What is needed =
Write out, unchanged, the rows that begin with the line containing "[tag] cat ear: a pin per instance" and end with the line containing "(1162, 141)", both of those lines included.
···
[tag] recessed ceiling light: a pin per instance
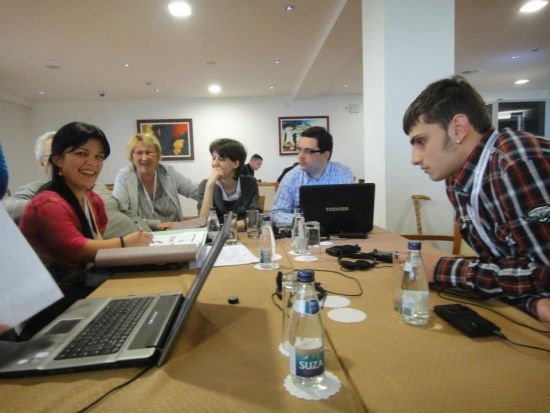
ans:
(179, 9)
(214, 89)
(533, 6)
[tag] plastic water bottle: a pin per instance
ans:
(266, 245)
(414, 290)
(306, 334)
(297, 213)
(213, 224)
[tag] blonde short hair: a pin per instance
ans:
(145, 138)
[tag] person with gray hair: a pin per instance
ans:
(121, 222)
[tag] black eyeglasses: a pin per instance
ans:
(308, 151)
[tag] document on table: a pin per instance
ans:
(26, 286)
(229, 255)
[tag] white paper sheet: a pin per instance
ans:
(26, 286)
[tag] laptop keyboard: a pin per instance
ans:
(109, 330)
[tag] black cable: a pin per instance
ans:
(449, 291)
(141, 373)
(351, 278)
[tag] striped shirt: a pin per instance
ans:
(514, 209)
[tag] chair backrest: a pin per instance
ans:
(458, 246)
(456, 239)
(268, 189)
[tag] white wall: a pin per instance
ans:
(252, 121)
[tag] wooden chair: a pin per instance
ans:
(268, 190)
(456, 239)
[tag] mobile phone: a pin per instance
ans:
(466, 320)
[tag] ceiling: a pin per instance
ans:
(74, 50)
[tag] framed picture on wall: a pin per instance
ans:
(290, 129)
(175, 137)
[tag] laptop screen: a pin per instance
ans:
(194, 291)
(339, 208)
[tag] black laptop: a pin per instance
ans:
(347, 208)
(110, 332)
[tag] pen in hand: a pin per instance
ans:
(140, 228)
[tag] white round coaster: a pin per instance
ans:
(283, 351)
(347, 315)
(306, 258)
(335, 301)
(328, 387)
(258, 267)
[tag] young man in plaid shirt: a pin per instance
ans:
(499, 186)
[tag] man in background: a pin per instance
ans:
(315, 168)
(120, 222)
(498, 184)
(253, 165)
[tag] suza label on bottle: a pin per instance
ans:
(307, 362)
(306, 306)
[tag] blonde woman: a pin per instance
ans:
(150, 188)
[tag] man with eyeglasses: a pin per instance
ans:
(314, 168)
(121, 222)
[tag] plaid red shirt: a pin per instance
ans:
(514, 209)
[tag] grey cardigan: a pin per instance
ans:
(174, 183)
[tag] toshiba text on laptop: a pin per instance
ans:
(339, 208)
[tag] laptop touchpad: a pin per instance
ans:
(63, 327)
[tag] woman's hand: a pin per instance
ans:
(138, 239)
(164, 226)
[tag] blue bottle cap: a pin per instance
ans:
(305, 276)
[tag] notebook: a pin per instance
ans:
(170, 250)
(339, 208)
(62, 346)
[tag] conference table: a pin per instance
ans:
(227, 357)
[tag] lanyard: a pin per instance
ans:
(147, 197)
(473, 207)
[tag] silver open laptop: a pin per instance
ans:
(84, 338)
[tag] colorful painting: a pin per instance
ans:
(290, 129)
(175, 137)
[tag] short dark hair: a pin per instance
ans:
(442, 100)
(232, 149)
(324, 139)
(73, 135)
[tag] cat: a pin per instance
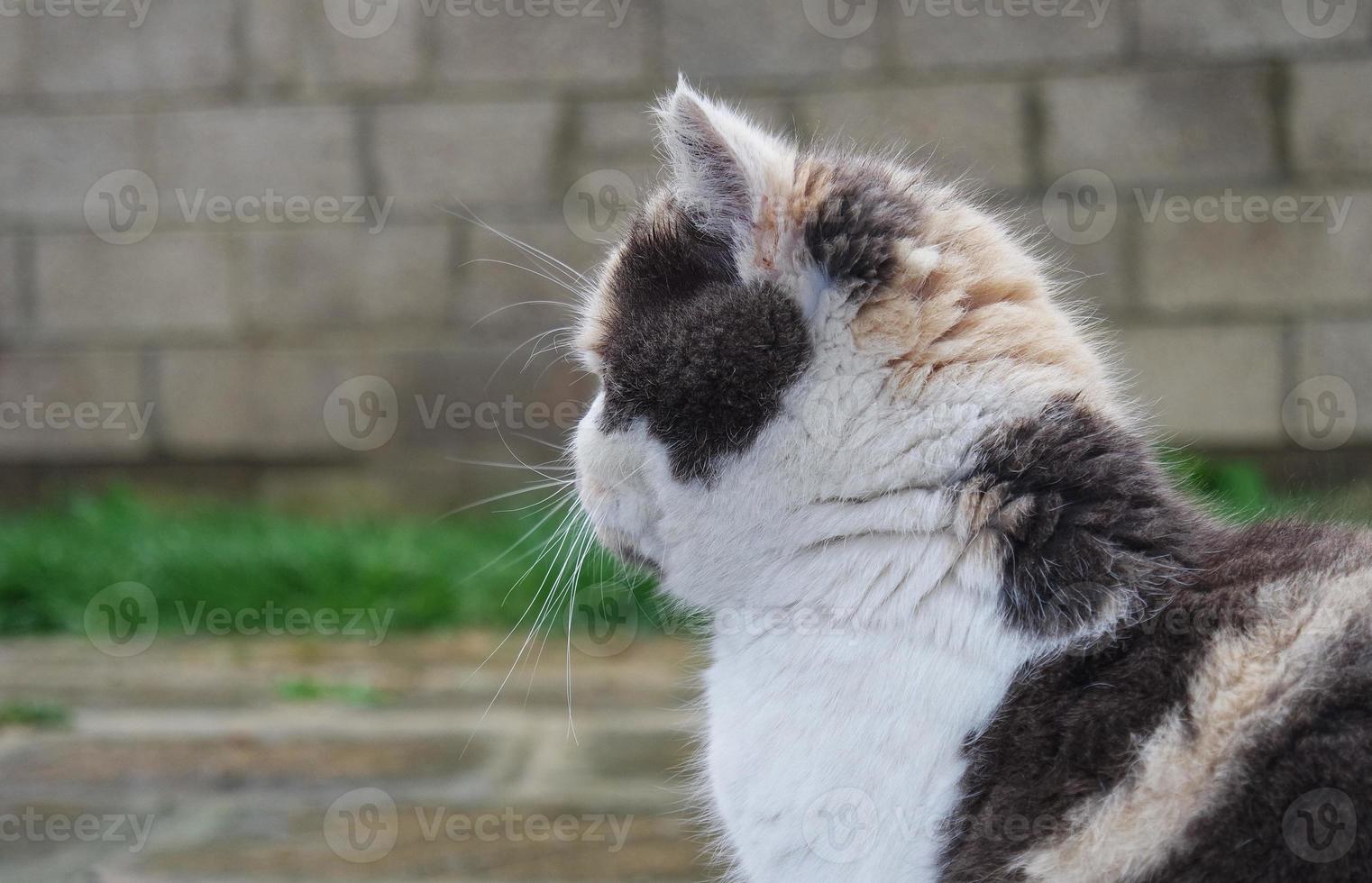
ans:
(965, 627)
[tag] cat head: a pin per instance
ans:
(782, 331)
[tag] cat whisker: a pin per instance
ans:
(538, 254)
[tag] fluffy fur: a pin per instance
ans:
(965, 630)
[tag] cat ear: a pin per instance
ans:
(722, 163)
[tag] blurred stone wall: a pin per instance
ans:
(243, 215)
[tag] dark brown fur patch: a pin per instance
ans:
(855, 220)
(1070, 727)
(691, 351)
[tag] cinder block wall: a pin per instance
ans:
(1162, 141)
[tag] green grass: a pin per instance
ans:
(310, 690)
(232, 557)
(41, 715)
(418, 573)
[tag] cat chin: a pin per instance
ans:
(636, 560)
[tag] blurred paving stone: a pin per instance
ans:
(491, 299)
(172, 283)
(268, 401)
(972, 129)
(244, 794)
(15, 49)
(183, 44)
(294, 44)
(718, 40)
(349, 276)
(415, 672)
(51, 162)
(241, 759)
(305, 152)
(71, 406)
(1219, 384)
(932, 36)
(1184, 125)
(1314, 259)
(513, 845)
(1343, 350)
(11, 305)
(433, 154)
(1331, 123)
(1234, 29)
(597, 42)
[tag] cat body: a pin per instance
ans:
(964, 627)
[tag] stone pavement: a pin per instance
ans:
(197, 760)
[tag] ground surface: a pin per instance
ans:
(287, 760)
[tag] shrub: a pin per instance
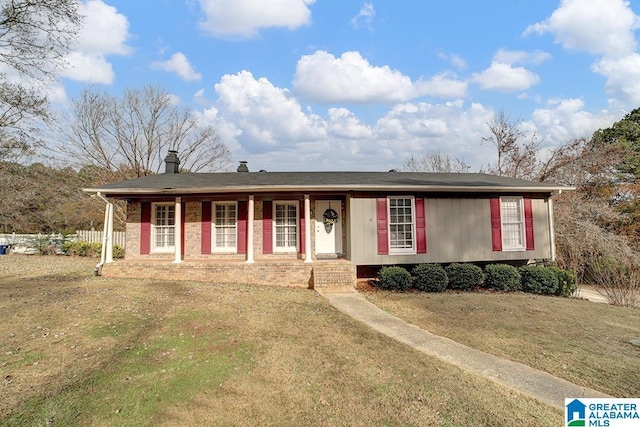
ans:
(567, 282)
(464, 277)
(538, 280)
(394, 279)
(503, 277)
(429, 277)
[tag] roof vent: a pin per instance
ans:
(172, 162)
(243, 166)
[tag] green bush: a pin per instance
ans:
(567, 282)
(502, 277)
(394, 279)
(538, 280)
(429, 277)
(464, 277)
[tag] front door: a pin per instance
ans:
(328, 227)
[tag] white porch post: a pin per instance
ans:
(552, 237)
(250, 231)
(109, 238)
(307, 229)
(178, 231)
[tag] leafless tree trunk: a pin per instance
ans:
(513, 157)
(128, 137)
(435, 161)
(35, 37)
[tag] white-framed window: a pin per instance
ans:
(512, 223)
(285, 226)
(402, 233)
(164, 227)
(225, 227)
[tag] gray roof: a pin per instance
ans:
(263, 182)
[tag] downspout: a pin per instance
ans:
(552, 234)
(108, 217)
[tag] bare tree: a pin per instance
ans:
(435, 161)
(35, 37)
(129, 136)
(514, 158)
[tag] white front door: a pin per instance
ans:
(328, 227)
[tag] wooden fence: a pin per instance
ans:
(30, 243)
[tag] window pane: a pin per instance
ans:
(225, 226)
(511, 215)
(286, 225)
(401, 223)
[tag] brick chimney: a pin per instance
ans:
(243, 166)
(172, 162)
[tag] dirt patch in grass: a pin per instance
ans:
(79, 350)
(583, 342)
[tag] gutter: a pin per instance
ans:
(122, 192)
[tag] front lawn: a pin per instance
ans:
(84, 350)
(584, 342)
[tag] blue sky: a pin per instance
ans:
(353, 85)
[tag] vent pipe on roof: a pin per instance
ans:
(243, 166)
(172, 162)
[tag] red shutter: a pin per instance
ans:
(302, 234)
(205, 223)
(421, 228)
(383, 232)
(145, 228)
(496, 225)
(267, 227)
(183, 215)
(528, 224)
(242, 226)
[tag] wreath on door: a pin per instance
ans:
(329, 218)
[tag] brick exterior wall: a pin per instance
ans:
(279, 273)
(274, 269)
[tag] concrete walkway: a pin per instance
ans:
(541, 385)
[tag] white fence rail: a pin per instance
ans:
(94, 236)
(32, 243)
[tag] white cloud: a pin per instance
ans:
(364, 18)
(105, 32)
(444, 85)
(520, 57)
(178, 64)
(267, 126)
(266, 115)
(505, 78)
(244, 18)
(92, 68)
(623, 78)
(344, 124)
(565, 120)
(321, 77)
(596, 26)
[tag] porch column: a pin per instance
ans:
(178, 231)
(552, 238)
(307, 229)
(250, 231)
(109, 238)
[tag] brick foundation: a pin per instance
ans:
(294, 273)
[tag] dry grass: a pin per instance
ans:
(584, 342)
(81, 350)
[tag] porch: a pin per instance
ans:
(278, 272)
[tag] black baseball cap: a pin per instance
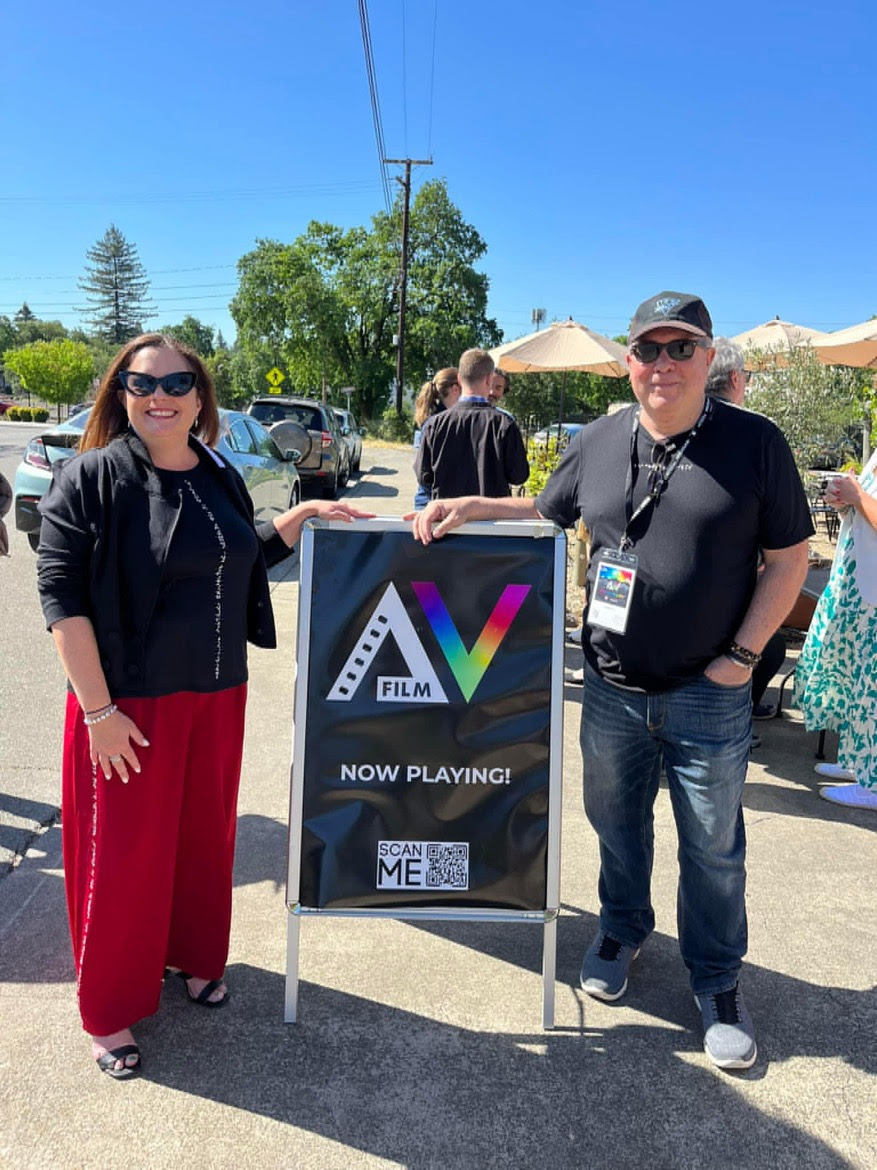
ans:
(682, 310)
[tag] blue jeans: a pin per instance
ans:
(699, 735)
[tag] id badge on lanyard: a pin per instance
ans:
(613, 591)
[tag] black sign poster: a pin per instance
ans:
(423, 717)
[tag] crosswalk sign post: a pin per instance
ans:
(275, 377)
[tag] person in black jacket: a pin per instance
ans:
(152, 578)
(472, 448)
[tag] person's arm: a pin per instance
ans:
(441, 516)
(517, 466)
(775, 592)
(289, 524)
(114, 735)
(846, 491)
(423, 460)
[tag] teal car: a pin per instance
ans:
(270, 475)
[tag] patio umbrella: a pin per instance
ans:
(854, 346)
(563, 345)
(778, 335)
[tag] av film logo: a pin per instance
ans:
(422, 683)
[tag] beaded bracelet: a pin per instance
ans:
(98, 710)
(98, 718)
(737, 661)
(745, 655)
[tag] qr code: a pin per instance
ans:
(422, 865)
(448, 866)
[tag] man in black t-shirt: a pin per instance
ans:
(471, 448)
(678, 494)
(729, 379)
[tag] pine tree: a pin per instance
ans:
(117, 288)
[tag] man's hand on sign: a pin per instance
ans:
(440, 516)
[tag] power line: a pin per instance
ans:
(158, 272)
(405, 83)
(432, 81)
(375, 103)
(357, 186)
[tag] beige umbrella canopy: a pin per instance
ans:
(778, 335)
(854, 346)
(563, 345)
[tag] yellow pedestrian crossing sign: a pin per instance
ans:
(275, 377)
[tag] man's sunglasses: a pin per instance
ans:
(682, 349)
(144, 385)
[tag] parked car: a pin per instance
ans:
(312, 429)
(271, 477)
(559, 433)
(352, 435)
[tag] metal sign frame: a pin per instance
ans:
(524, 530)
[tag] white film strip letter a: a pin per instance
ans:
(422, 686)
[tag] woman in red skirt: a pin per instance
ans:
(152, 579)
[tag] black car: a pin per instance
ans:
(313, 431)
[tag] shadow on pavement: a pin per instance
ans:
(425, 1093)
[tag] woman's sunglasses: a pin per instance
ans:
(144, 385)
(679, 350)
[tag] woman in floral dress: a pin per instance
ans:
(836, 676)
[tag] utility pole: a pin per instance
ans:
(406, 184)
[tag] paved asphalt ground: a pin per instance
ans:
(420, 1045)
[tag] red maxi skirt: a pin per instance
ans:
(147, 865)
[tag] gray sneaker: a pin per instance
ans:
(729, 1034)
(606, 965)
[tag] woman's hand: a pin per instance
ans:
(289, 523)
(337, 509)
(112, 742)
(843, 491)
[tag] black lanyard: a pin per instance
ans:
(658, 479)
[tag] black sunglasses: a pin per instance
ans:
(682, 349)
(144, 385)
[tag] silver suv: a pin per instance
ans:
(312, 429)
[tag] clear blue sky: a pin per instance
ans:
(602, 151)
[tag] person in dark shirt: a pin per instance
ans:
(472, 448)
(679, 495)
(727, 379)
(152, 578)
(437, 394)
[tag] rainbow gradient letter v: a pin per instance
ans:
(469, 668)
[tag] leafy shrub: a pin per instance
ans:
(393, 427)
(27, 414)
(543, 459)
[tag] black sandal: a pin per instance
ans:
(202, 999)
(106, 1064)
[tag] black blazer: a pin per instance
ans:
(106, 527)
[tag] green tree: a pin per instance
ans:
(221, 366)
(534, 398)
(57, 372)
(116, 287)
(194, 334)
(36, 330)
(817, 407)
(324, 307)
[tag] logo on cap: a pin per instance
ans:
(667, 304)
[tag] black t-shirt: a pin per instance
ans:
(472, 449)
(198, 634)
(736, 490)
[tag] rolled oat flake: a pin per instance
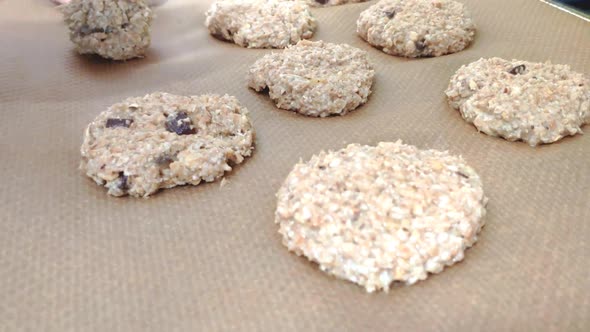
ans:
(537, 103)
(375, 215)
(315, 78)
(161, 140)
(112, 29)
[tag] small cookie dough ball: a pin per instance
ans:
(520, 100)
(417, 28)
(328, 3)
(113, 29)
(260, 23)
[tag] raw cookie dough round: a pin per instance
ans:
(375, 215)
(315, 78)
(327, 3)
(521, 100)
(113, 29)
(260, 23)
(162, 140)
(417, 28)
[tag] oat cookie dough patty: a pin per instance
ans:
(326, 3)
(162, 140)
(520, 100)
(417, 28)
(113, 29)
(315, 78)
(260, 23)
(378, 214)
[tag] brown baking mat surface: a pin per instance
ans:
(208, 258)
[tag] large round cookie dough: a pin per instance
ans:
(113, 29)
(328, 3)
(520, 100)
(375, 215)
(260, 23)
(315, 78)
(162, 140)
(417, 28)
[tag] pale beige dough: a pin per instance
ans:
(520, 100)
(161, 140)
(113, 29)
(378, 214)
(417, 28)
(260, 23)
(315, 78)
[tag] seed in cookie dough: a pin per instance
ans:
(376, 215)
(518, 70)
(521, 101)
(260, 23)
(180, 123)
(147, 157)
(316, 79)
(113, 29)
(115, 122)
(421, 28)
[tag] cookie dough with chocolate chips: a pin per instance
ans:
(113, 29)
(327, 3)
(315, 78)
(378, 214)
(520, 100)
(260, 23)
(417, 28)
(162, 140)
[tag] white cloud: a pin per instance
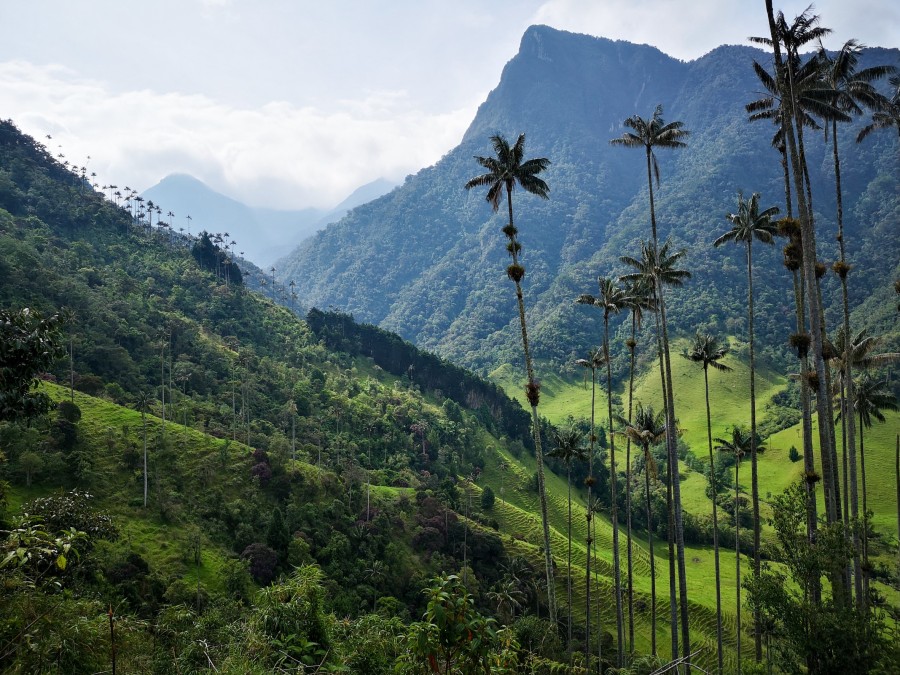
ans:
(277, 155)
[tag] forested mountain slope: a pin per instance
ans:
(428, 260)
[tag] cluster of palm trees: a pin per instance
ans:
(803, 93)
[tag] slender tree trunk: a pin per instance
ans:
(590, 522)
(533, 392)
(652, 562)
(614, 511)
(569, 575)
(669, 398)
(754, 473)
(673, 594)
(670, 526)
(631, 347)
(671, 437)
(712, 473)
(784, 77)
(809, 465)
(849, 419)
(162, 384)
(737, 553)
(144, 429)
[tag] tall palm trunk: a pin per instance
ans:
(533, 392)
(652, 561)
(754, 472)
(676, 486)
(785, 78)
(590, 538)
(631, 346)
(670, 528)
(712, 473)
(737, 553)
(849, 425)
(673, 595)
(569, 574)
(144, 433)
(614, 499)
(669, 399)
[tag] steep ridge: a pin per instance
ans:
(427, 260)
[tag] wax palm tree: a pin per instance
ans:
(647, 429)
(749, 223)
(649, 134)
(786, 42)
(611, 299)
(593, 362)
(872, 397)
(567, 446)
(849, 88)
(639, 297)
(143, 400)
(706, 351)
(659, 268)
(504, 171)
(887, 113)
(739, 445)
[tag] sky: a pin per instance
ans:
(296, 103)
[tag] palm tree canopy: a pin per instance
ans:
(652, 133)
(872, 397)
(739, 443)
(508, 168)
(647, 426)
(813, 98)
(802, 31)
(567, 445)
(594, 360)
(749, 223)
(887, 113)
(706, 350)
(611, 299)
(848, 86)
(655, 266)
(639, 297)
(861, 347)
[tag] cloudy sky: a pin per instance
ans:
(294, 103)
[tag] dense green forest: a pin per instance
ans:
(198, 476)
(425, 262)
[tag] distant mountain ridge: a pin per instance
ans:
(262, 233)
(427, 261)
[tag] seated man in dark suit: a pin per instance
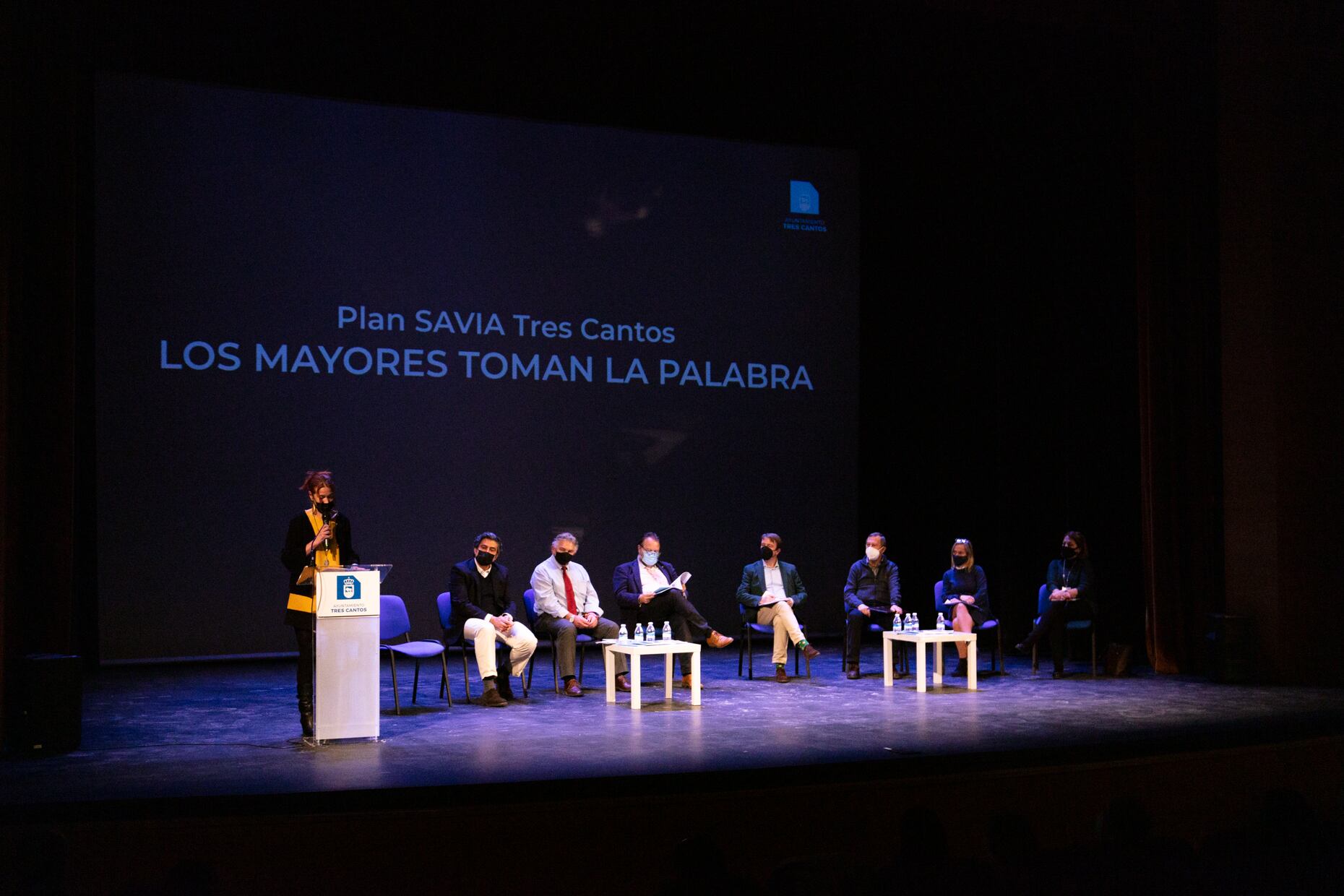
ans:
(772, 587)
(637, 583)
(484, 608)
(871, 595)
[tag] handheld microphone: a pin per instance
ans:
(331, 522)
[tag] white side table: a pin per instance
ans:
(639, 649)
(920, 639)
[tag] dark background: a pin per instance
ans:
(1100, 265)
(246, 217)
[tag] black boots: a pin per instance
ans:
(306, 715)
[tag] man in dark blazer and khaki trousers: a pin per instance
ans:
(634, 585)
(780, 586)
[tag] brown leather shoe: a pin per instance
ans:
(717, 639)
···
Finished answer =
[tag] cat ear: a pin per instance
ans:
(722, 163)
[tag] blurred stone wall: a pin per instance
ans:
(243, 215)
[tag] dark brown fur patch: a pin per instance
ans:
(855, 220)
(1070, 727)
(691, 351)
[tag] cinder block wall: a pin per instance
ans:
(1162, 141)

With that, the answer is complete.